> Отрывок
* * *
После 1863 г. факты личной жизни Каткова немногосложны. Начинается неустанная работа, поглощавшая все существо его, все силы и страсти. До этой эпохи он еще отдавал дань обычному течению жизни: сам бывал у близких знакомых, принимал у себя друзей и сотрудников. Но с лета 1863 г. литературные связи отступили на задний план, а на первый выдвинулись сношения с государственными и общественными деятелями. Самая работа принимает характер подвижничества, забывающего о личных потребностях. Постоянное умственное и нервное напряжение влекло за собой мучительные бессонницы, и правильного сна Катков не знал в течение целого ряда лет, засыпая только иногда от утомления. По ночам у него шла главная работа. Расхаживая по кабинету он диктовал секретарю свои статьи, которые сейчас же посылались в типографию и затем подвергались тщательной переделке в корректурах. Статьи значительного объема диктовались в несколько приемов, а короткие представляли род импровизации и часто производили особенно сильное впечатление своей непосредственностью и горячностью.. Помимо бессонниц, Катков и всю жизнь вел крайне негигиенично, не зная определенных часов ни для завтрака, ни для обеда и не различая дня от ночи. Как ни крепка была его организация, но все-таки не выдержала такой напряженной жизни, и последнее время Каткова сломила тяжкая болезнь. Скончался он в своем имении — селе Знаменском (подольского уезда, московской губернии), а погребен в московском Алексеевском монастыре.


Глава 2. М.Н. Катков-издатель

2.1. «Русский вестник»
* * *
> Задание
Ответьте по отрывку о Каткове:
1. С какого времени на первый план у Каткова выдвинулись сношения с государственными и общественными деятелями?
2. В какое время суток шла его главная работа?
3. Где он погребен?
Данные здесь не понадобятся.

> Раздел данных
* * *
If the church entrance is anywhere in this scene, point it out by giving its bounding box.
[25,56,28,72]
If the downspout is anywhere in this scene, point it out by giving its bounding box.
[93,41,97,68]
* * *
> Ответ
1. С лета 1863 г.
2. По ночам.
3. В московском Алексеевском монастыре.